Página>
►
Terminada a assembleia, é importante ter em mente que nossa luta só começou. Neste ano temos como tarefa denunciar o aumento que vem sendo proposto pela SABESP. É inadmissível que com a piora do serviço, distribuição de água com péssima qualidade, a companhia só pense em encher os bolsos dos acionistas. E o ano de 2015 será recheado de mobilizações, e a nossa armação para a luta em defesa da água é fundamental para que consigamos sair vitoriosos neste embate. Mesmo com divergências pontuais que possuem a grande lista de movimentos que construiu a assembleia, saímos unificados entorno do que nos une: a defesa da água como um direito, e não uma mercadoria. Alckmin que se preparem, nossa luta não vai parar. Se faltar água, o estado de São Paulo vai virar Itu.

 

*Bruno Mahiques é do Juntos e estudante de Geografia na USP.

 

 

Segue manifesto aprovado na plenária final:

 

MANIFESTO PELA ÁGUA DE SÃO PAULO

Água Para Vida, Não Para O Lucro

 

O Brasil é um país riquíssimo em recursos hídricos, cerca de 12% de toda água doce líquida do planeta se encontra em território nacional. Apesar disso, chegamos ao final do ano de 2014 com um grave problema de abastecimento no estado de São Paulo. A cidade São Paulo se utiliza desde maio do volume morto do Sistema Cantareira, água de qualidade duvidosa, e passa por um rodízio de água velado. Cidades como Campinas, Ribeirão Preto, Sorocaba, Cruzeiro, Guarulhos, entre tantas outras, sofrem com longos períodos de desabastecimento, sendo o caso mais grave a cidade de Itu, que desde fevereiro adota racionamento de água e há muitos anos enfrenta a falta de água como um problema cotidiano.
◄
Extrato de dados>
►
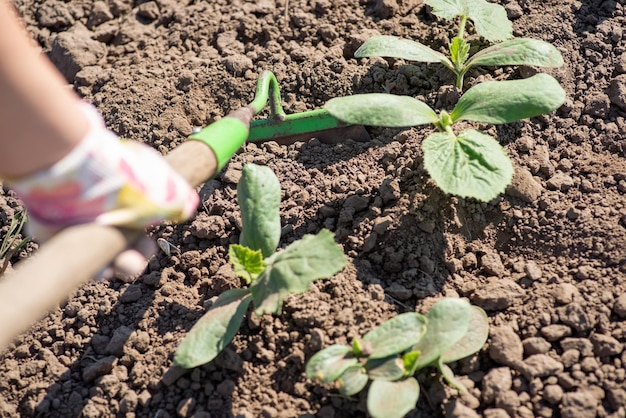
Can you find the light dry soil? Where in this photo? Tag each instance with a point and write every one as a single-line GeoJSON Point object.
{"type": "Point", "coordinates": [546, 259]}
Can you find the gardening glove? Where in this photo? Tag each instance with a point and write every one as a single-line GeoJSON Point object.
{"type": "Point", "coordinates": [111, 182]}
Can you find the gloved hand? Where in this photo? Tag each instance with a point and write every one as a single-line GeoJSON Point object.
{"type": "Point", "coordinates": [107, 181]}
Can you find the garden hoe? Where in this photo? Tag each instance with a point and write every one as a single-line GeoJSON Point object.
{"type": "Point", "coordinates": [78, 253]}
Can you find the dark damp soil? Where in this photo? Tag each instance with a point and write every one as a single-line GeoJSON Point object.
{"type": "Point", "coordinates": [547, 259]}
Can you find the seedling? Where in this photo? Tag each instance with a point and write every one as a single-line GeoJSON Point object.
{"type": "Point", "coordinates": [472, 163]}
{"type": "Point", "coordinates": [271, 275]}
{"type": "Point", "coordinates": [10, 244]}
{"type": "Point", "coordinates": [391, 354]}
{"type": "Point", "coordinates": [490, 21]}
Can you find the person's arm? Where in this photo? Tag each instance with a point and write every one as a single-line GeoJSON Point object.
{"type": "Point", "coordinates": [40, 118]}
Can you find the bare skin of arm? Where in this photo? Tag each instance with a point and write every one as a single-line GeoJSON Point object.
{"type": "Point", "coordinates": [40, 118]}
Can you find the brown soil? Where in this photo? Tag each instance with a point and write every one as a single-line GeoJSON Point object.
{"type": "Point", "coordinates": [547, 260]}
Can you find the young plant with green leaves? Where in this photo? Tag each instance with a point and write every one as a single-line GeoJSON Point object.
{"type": "Point", "coordinates": [271, 276]}
{"type": "Point", "coordinates": [490, 21]}
{"type": "Point", "coordinates": [11, 243]}
{"type": "Point", "coordinates": [470, 163]}
{"type": "Point", "coordinates": [392, 353]}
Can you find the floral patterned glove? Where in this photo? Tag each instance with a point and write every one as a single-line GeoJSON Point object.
{"type": "Point", "coordinates": [107, 181]}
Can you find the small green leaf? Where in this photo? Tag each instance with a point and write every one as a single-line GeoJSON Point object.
{"type": "Point", "coordinates": [448, 9]}
{"type": "Point", "coordinates": [258, 194]}
{"type": "Point", "coordinates": [328, 365]}
{"type": "Point", "coordinates": [392, 46]}
{"type": "Point", "coordinates": [292, 270]}
{"type": "Point", "coordinates": [410, 362]}
{"type": "Point", "coordinates": [471, 164]}
{"type": "Point", "coordinates": [357, 348]}
{"type": "Point", "coordinates": [448, 321]}
{"type": "Point", "coordinates": [473, 340]}
{"type": "Point", "coordinates": [352, 380]}
{"type": "Point", "coordinates": [459, 51]}
{"type": "Point", "coordinates": [379, 109]}
{"type": "Point", "coordinates": [392, 399]}
{"type": "Point", "coordinates": [388, 368]}
{"type": "Point", "coordinates": [518, 51]}
{"type": "Point", "coordinates": [214, 330]}
{"type": "Point", "coordinates": [508, 101]}
{"type": "Point", "coordinates": [490, 20]}
{"type": "Point", "coordinates": [246, 263]}
{"type": "Point", "coordinates": [396, 334]}
{"type": "Point", "coordinates": [448, 375]}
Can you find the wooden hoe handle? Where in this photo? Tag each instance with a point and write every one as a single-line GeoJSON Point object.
{"type": "Point", "coordinates": [75, 255]}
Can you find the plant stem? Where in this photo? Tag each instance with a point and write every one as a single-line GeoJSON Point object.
{"type": "Point", "coordinates": [459, 80]}
{"type": "Point", "coordinates": [462, 26]}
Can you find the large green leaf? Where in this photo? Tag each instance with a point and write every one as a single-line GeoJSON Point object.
{"type": "Point", "coordinates": [392, 399]}
{"type": "Point", "coordinates": [352, 380]}
{"type": "Point", "coordinates": [328, 365]}
{"type": "Point", "coordinates": [518, 51]}
{"type": "Point", "coordinates": [214, 330]}
{"type": "Point", "coordinates": [490, 20]}
{"type": "Point", "coordinates": [508, 101]}
{"type": "Point", "coordinates": [247, 263]}
{"type": "Point", "coordinates": [379, 109]}
{"type": "Point", "coordinates": [471, 164]}
{"type": "Point", "coordinates": [448, 321]}
{"type": "Point", "coordinates": [473, 340]}
{"type": "Point", "coordinates": [388, 368]}
{"type": "Point", "coordinates": [392, 46]}
{"type": "Point", "coordinates": [292, 270]}
{"type": "Point", "coordinates": [396, 334]}
{"type": "Point", "coordinates": [258, 194]}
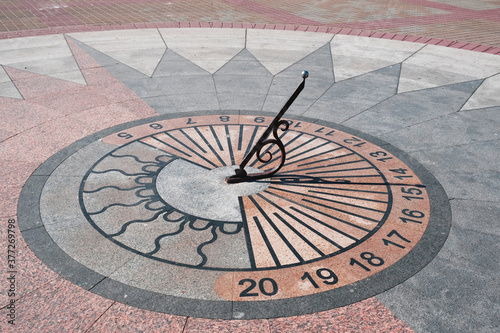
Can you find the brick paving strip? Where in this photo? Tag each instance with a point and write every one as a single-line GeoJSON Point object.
{"type": "Point", "coordinates": [448, 25]}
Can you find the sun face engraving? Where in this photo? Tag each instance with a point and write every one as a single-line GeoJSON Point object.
{"type": "Point", "coordinates": [340, 209]}
{"type": "Point", "coordinates": [148, 206]}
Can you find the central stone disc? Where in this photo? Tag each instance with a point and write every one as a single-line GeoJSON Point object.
{"type": "Point", "coordinates": [204, 193]}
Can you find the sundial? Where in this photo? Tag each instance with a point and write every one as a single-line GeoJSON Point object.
{"type": "Point", "coordinates": [193, 214]}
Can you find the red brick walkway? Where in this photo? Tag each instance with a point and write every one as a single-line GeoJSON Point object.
{"type": "Point", "coordinates": [465, 21]}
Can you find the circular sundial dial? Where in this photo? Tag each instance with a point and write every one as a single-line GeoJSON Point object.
{"type": "Point", "coordinates": [147, 207]}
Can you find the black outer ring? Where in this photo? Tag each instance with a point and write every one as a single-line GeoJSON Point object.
{"type": "Point", "coordinates": [128, 248]}
{"type": "Point", "coordinates": [50, 254]}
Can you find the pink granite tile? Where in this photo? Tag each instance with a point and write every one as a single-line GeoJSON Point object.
{"type": "Point", "coordinates": [20, 115]}
{"type": "Point", "coordinates": [365, 316]}
{"type": "Point", "coordinates": [71, 101]}
{"type": "Point", "coordinates": [103, 117]}
{"type": "Point", "coordinates": [59, 306]}
{"type": "Point", "coordinates": [15, 172]}
{"type": "Point", "coordinates": [195, 325]}
{"type": "Point", "coordinates": [9, 196]}
{"type": "Point", "coordinates": [31, 272]}
{"type": "Point", "coordinates": [124, 318]}
{"type": "Point", "coordinates": [36, 84]}
{"type": "Point", "coordinates": [39, 143]}
{"type": "Point", "coordinates": [6, 134]}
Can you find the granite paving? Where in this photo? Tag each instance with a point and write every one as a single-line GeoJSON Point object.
{"type": "Point", "coordinates": [421, 75]}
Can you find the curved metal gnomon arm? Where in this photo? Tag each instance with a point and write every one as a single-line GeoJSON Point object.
{"type": "Point", "coordinates": [240, 173]}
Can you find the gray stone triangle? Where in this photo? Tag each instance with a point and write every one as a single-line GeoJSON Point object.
{"type": "Point", "coordinates": [244, 63]}
{"type": "Point", "coordinates": [242, 83]}
{"type": "Point", "coordinates": [320, 67]}
{"type": "Point", "coordinates": [174, 64]}
{"type": "Point", "coordinates": [347, 98]}
{"type": "Point", "coordinates": [408, 109]}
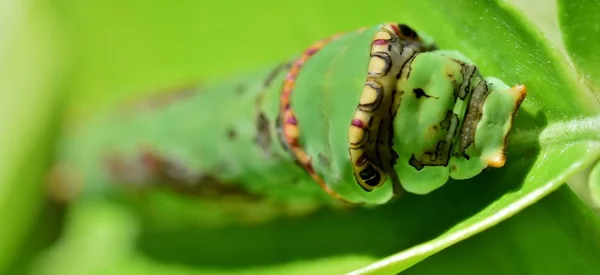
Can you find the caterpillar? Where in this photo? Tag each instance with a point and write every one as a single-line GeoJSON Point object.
{"type": "Point", "coordinates": [358, 117]}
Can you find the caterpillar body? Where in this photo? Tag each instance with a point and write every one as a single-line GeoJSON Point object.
{"type": "Point", "coordinates": [358, 117]}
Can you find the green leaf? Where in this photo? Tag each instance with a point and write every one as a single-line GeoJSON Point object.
{"type": "Point", "coordinates": [28, 118]}
{"type": "Point", "coordinates": [580, 25]}
{"type": "Point", "coordinates": [555, 136]}
{"type": "Point", "coordinates": [594, 186]}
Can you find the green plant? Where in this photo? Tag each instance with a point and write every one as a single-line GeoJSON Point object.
{"type": "Point", "coordinates": [555, 137]}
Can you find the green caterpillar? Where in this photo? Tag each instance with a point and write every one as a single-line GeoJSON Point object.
{"type": "Point", "coordinates": [358, 117]}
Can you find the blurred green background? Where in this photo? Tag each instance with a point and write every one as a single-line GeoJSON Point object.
{"type": "Point", "coordinates": [66, 58]}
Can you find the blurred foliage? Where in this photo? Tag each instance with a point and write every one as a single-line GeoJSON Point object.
{"type": "Point", "coordinates": [76, 56]}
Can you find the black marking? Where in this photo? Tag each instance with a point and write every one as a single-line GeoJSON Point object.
{"type": "Point", "coordinates": [440, 155]}
{"type": "Point", "coordinates": [407, 31]}
{"type": "Point", "coordinates": [415, 163]}
{"type": "Point", "coordinates": [387, 61]}
{"type": "Point", "coordinates": [410, 66]}
{"type": "Point", "coordinates": [412, 57]}
{"type": "Point", "coordinates": [370, 175]}
{"type": "Point", "coordinates": [471, 118]}
{"type": "Point", "coordinates": [371, 107]}
{"type": "Point", "coordinates": [148, 170]}
{"type": "Point", "coordinates": [420, 93]}
{"type": "Point", "coordinates": [263, 135]}
{"type": "Point", "coordinates": [231, 134]}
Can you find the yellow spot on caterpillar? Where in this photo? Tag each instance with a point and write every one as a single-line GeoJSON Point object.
{"type": "Point", "coordinates": [376, 65]}
{"type": "Point", "coordinates": [496, 160]}
{"type": "Point", "coordinates": [369, 95]}
{"type": "Point", "coordinates": [519, 92]}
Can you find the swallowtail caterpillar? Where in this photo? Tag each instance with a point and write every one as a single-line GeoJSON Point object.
{"type": "Point", "coordinates": [358, 117]}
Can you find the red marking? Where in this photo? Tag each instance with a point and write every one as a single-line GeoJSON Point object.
{"type": "Point", "coordinates": [291, 120]}
{"type": "Point", "coordinates": [361, 160]}
{"type": "Point", "coordinates": [358, 123]}
{"type": "Point", "coordinates": [288, 117]}
{"type": "Point", "coordinates": [396, 29]}
{"type": "Point", "coordinates": [311, 51]}
{"type": "Point", "coordinates": [380, 42]}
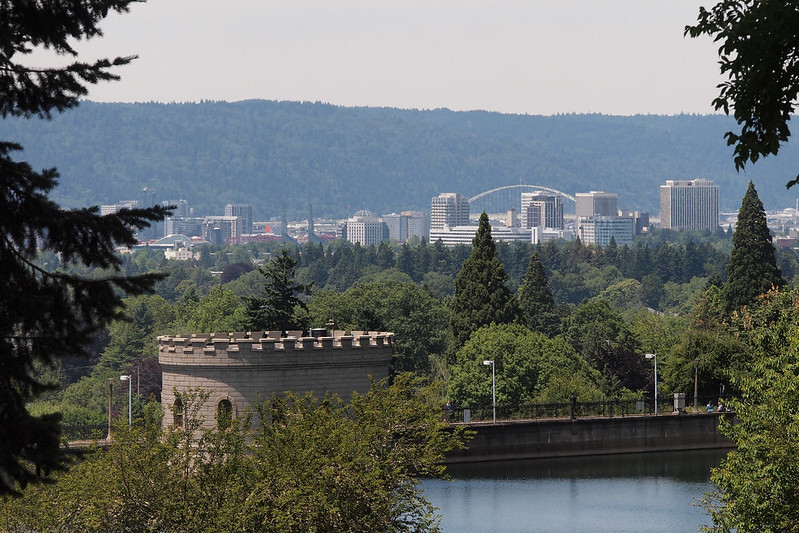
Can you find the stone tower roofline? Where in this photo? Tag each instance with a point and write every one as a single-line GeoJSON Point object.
{"type": "Point", "coordinates": [239, 368]}
{"type": "Point", "coordinates": [241, 348]}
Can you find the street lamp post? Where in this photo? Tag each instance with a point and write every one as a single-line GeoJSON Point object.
{"type": "Point", "coordinates": [130, 395]}
{"type": "Point", "coordinates": [696, 384]}
{"type": "Point", "coordinates": [493, 387]}
{"type": "Point", "coordinates": [655, 357]}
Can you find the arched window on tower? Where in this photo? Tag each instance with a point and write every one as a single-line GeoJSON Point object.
{"type": "Point", "coordinates": [224, 413]}
{"type": "Point", "coordinates": [178, 419]}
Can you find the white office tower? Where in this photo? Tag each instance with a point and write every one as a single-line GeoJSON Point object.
{"type": "Point", "coordinates": [366, 229]}
{"type": "Point", "coordinates": [244, 212]}
{"type": "Point", "coordinates": [597, 204]}
{"type": "Point", "coordinates": [542, 210]}
{"type": "Point", "coordinates": [689, 204]}
{"type": "Point", "coordinates": [599, 230]}
{"type": "Point", "coordinates": [449, 209]}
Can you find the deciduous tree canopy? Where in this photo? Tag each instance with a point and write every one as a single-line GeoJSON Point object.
{"type": "Point", "coordinates": [758, 43]}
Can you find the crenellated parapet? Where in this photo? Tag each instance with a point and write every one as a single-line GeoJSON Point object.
{"type": "Point", "coordinates": [265, 348]}
{"type": "Point", "coordinates": [243, 367]}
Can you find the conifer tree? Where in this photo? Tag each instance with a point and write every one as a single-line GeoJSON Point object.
{"type": "Point", "coordinates": [481, 294]}
{"type": "Point", "coordinates": [279, 308]}
{"type": "Point", "coordinates": [752, 269]}
{"type": "Point", "coordinates": [46, 315]}
{"type": "Point", "coordinates": [536, 305]}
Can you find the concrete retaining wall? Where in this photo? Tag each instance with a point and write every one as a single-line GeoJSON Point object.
{"type": "Point", "coordinates": [592, 436]}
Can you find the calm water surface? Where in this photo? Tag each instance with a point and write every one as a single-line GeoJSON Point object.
{"type": "Point", "coordinates": [639, 493]}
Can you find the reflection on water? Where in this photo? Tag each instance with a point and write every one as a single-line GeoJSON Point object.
{"type": "Point", "coordinates": [637, 493]}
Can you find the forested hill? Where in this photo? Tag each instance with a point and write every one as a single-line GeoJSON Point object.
{"type": "Point", "coordinates": [342, 159]}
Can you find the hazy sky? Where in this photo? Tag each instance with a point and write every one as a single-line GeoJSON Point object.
{"type": "Point", "coordinates": [517, 56]}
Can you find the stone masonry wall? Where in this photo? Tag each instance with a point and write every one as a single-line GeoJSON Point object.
{"type": "Point", "coordinates": [243, 368]}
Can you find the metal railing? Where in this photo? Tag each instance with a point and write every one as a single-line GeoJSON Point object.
{"type": "Point", "coordinates": [574, 409]}
{"type": "Point", "coordinates": [84, 432]}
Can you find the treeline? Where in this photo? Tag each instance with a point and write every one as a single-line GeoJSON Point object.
{"type": "Point", "coordinates": [603, 308]}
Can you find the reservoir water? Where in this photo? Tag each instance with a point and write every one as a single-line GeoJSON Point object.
{"type": "Point", "coordinates": [636, 493]}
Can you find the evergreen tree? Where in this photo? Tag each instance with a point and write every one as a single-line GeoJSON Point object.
{"type": "Point", "coordinates": [752, 269]}
{"type": "Point", "coordinates": [46, 315]}
{"type": "Point", "coordinates": [481, 294]}
{"type": "Point", "coordinates": [536, 305]}
{"type": "Point", "coordinates": [279, 308]}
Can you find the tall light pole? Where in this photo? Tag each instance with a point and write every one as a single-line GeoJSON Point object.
{"type": "Point", "coordinates": [655, 357]}
{"type": "Point", "coordinates": [493, 387]}
{"type": "Point", "coordinates": [130, 395]}
{"type": "Point", "coordinates": [696, 384]}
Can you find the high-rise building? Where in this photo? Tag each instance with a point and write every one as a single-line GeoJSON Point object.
{"type": "Point", "coordinates": [222, 230]}
{"type": "Point", "coordinates": [366, 229]}
{"type": "Point", "coordinates": [244, 212]}
{"type": "Point", "coordinates": [407, 224]}
{"type": "Point", "coordinates": [689, 204]}
{"type": "Point", "coordinates": [542, 210]}
{"type": "Point", "coordinates": [596, 204]}
{"type": "Point", "coordinates": [418, 224]}
{"type": "Point", "coordinates": [640, 220]}
{"type": "Point", "coordinates": [397, 227]}
{"type": "Point", "coordinates": [449, 209]}
{"type": "Point", "coordinates": [599, 230]}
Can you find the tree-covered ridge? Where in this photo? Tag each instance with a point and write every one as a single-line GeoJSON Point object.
{"type": "Point", "coordinates": [388, 160]}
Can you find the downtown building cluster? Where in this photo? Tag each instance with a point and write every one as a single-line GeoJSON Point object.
{"type": "Point", "coordinates": [685, 205]}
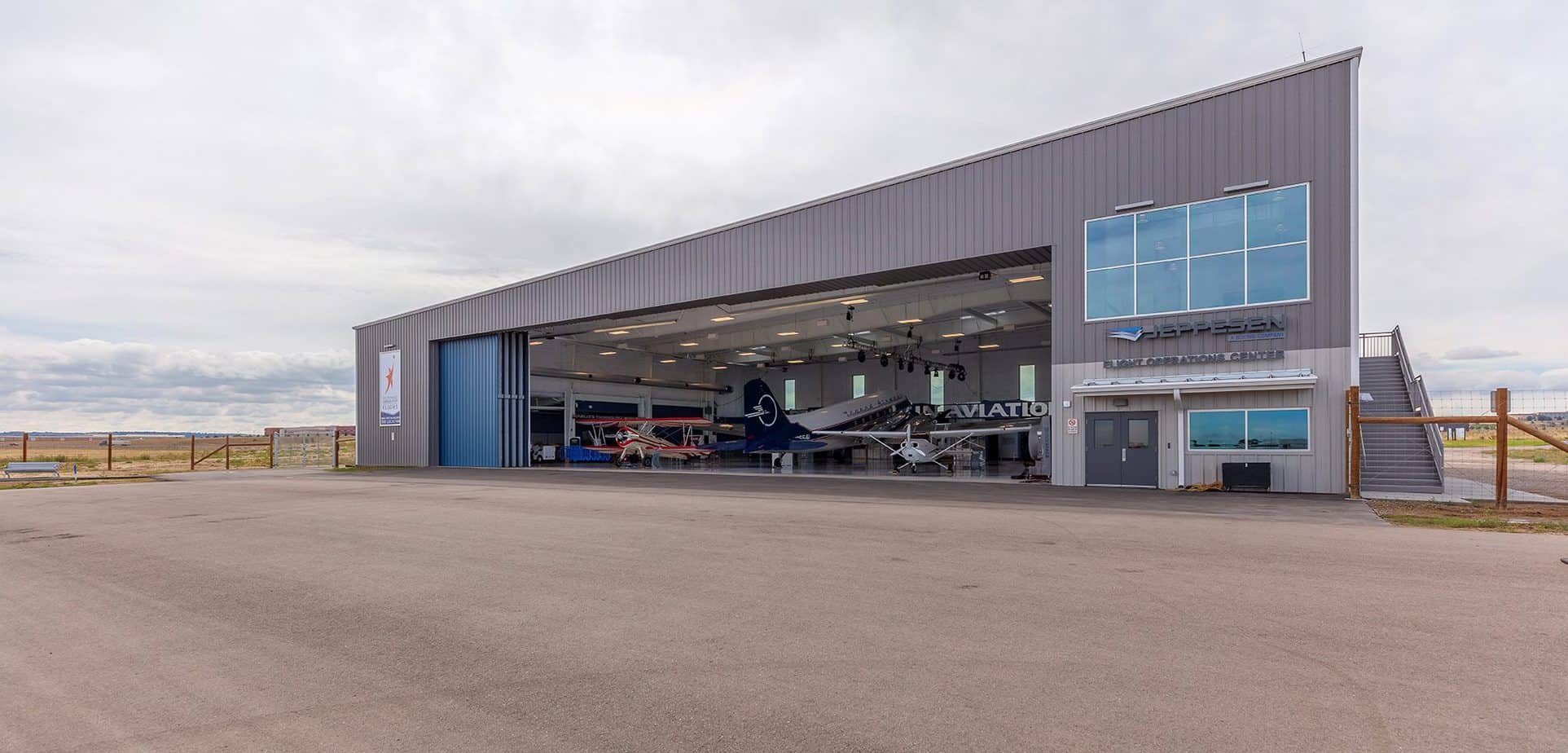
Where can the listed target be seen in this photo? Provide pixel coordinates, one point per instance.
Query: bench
(32, 468)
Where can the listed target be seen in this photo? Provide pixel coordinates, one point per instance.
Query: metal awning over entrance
(1173, 385)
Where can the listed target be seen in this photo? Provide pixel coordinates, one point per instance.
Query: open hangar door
(481, 400)
(968, 342)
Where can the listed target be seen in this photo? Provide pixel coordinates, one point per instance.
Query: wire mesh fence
(305, 447)
(1535, 469)
(86, 456)
(129, 454)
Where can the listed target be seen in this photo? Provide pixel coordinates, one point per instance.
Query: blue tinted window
(1110, 293)
(1203, 256)
(1276, 273)
(1276, 430)
(1109, 242)
(1162, 234)
(1162, 286)
(1217, 430)
(1276, 217)
(1219, 281)
(1217, 227)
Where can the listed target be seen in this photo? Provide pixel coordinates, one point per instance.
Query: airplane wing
(647, 422)
(869, 435)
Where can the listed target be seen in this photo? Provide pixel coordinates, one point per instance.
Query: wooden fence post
(1354, 418)
(1501, 399)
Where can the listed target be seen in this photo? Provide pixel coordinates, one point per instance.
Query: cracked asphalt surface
(556, 610)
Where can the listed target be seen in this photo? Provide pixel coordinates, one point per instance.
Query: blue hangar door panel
◄
Objetivo> Dê continuidade ao texto sobre a falta de água em São Paulo, começando logo após a última frase apresentada.

Resposta à tarefa>
Estamos diante de um verdadeiro colapso no sistema de abastecimento. A crise que passamos foi agravada pela intensa estiagem dos últimos anos e pelo uso desenfreado e insustentável dos recursos naturais, porém em sua essência é uma crise política, resultado de uma gestão inconsequente e irresponsável do Governo do Estado e da aplicação de um modelo de desenvolvimento urbano, agrário e produtivo absolutamente insustentável em todo o país. Desde a década de 1990 observa-se o avanço da política neoliberal, através da redução do Estado e das privatizações, e os recursos hídricos também entraram na lógica do mercado. A água passa a ser vista como um bem econômico, mais uma commodity negociada nas bolsas de valores e gerida pelos interesses de seus acionistas e das transnacionais, política que vem sendo ratificada nos fóruns e conferências mundiais da água e implementada pelo Governo do Estado nos últimos vinte anos.

A Guerra da Água em Cochabamba, Bolívia, nos mostrou as consequências dessa política: aumento excessivo da tarifa da água com precarização do serviço, resultando em grandes desigualdades na distribuição de água e marginalização da população mais pobre. Esse conflito também nos apontou um caminho para a solução da crise, assim como as mobilizações ocorridas nos últimos meses em Portugal, Irlanda e Itu, e que certamente ocorrerão em São Paulo.

A Assembleia Estadual da Água defende que a água é um bem comum global e público, que deve ser tratado como um direito de todos os cidadãos. É através desta visão que defendemos três princípios:

 Não a mercantilização da água. Abaixo ao aumento da tarifa!

Tendo como pressuposto que a água é um direito humano, em uma situação de crise hídrica o preço da água deve ser controlado para evitar abusos, com uma tarifa justa que garanta amplo acesso da população. Também visando o abastecimento das periferias, as mais afetadas pela falta d’água, deve-se pensar na construção emergencial de caixas d’água e poços artesianos outorgados, e na distribuição de caminhões-pipa em comunidades e bairros das periferias, priorizando o uso dos recursos hídricos para a dessedentação de animais e o consumo humano, em especial hospitais, creches, asilos, escolas e postos de saúde. Da mesma forma, frente a essa crise, é preciso estabelecer a estabilidade dos empregos.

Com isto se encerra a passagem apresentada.